*WRITTEN INSTRUCTION 1*
List every distinct dollar amount mentioned in the radio transcript about the economy. Count amounts that are written in different forms but have the same value once.
*WRITTEN INSTRUCTION 2*
Write the next part of the radio transcript about the economy, starting after its final sentence.

---------- SELECTED EXCERPT ----------

RUSH: It breaks my heart, folks, I can’t tell you. Thirty-nine percent of the American people believe the US economy has now entered permanent decline according to a new poll from the CBS/New York Times, and 63% of the country believe it’s headed in the wrong direction. I don’t know how to voice my frustration and sorrow over this. Real people are affected, and there’s no empathy from this White House. I don’t mean sympathy. There’s no connection here. These people are just a bunch of robots. To the liberals this is just one giant social experiment. People’s lives here are being gutted, and these are people that are, in large part, playing by the rules, trying as hard as they can, and every time they make a move, there’s a new obstacle in their way, or the threat of a new obstacle in their way.
Welcome back, folks. It’s Rush Limbaugh, the EIB Network. Great to have you here. Telephone number is 800-282-2882, and the e-mail address, ElRushbo@eibnet.com.
It’s important to point out, polling data, even back in the Great Depression, nobody believed the situation was permanent, my friends. This is striking. Thirty-nine percent of Americans believe the economy has now entered a permanent decline, meaning they don’t think it’s ever going to reverse. Nobody thought that during the Depression. Nobody believed the situation was permanent. People still believed that prosperity was just around the corner.
By the way, that corporate jet thing, I need to clarify one thing. It’s even worse than I said. That $3 billion that would be generated by getting rid of the accelerated depreciation tax break for corporate jets, that’s over ten years! Over ten years. That’s how insignificant an amount of money we’re talking about in terms of the corporate tax break. It would raise $3 billion over ten years, yet this year alone we’re going to spend $42 billion on student assistance. And whatever assistance we’re giving them, it isn’t working because they aren’t learning anything that is valuable to them. There are still reasons people should be optimistic, and that’s one of the reasons we are here at the EIB Network, is to try to maintain, instill, promote optimism, ’cause we’re gonna come through this and we’re gonna triumph over this. And we’re going to do it on Election Day in November, 2012. We actually started last November with that election.
I want to take you to Wisconsin. We can cut our way to prosperity. The president of the United States says that we cannot cut our way to prosperity. We can. Scott Walker is the governor of Wisconsin. A little story here from the Milwaukee Journal Sentinel: “Cost savings from worker contributions to health care and retirement, taking effect today as part of the new collective bargaining laws, will swing the Kaukauna School District from a $400,000 budget deficit to an estimated $1.5 million surplus, the Post-Crescent in Appleton reports. The district tells the Post-Crescent that it plans to hire teachers and reduce class size.”
What does this mean? Remember all the fights, protests, bickering, caterwauling and complaining from these public employees in Wisconsin about taking their collective bargaining rights away and mandating that finally, for the first time, they start contributing a little bit to their own pensions and their own health care benefits? That law goes into effect and immediately turns a $400,000 budget deficit into a one-and-a-half-million-dollar surplus in one school district. It’s a win-win. Public sector employees are paid by the taxpayers. It is not too much to ask public sector workers to contribute a little bit to their own pensions and to their own health care. They’re not having to pay for all of it. They’re now having to pay a little. But that little that they are contributing themselves, which is now not having to be paid for by the taxpayers, has resulted in a flip from a $400,000 budget deficit to an estimated one-and-a-half-million-dollar surplus in one school district in Wisconsin.

---------- RAW RECORDS ----------

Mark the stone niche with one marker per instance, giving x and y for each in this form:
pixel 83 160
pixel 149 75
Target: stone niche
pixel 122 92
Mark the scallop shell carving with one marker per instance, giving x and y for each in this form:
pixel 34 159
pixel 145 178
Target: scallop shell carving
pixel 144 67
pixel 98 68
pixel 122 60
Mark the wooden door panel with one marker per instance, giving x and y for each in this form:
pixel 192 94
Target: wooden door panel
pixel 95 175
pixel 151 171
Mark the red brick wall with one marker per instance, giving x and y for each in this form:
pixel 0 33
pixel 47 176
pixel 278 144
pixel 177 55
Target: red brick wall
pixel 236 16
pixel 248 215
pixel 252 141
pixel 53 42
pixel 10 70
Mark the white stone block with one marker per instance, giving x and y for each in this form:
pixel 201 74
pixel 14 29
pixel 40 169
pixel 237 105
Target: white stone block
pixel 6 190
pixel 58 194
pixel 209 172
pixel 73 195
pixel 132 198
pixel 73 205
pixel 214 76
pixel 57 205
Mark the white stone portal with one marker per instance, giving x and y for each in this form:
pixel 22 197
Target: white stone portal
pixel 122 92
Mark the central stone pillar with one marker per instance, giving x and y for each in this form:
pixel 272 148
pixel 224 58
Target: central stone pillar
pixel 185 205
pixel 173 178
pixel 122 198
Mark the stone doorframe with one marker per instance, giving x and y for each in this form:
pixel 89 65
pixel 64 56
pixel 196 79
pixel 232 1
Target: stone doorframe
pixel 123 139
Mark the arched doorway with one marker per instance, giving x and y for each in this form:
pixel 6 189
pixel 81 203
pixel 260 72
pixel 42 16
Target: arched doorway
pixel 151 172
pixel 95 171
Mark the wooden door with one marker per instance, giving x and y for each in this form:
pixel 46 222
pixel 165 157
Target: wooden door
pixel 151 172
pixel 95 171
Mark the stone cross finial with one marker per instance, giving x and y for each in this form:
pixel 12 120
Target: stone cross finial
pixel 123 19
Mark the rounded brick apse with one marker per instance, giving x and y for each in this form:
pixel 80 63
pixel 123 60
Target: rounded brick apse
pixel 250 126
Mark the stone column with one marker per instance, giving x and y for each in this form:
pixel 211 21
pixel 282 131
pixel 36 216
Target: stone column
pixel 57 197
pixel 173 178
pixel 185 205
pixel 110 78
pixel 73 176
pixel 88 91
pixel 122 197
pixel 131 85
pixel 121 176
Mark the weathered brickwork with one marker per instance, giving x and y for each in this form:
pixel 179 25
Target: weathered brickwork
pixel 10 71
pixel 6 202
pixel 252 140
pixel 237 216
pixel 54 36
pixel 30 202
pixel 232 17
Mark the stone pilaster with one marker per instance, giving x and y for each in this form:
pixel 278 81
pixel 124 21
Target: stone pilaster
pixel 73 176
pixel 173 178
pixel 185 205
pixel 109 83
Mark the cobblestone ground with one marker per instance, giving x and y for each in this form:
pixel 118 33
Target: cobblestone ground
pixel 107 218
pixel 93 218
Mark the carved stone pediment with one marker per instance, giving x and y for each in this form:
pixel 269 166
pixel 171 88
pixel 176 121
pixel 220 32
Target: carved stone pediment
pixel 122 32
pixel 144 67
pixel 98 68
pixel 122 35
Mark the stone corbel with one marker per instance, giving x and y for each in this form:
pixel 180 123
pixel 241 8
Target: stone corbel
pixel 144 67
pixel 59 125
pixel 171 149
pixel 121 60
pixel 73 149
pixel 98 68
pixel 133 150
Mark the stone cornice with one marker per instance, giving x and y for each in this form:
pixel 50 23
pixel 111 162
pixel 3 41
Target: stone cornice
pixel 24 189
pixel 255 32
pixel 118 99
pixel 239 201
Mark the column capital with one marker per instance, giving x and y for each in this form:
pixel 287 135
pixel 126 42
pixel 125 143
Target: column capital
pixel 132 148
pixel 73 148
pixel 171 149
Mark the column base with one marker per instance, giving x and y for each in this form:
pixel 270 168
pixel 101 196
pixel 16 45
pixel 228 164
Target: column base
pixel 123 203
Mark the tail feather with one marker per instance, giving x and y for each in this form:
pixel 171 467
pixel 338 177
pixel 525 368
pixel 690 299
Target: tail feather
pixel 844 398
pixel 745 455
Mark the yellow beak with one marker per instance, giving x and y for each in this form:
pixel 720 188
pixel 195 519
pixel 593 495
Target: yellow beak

----------

*EXERCISE ANSWER 1*
$3 billion
$42 billion
$400,000
$1.5 million

*EXERCISE ANSWER 2*
We talked yesterday about how Republican governors, conservative Republican governors, are showing the way. How this can be done, how this can be fixed. And, by the way, these public sector employees who are now contributing a little to their pensions and a little to their health care, they’re still getting up every day. They’re still able to turn on the TV and watch whatever channel they want. They’re able to eat breakfast. They’re able to get in their cars, go to the gas station, put gasoline in the tank and head to work. After work, they’re able to go home, go to a movie, whatever they want to do. Their lives have not been destroyed. They’ve not been turned into paupers. They simply have been asked to contribute a little bit to their own retirement rather than their taxpayer neighbors paying all of it, and, voila, we’re running a surplus of one and a half million dollars in one school district in the state of Wisconsin.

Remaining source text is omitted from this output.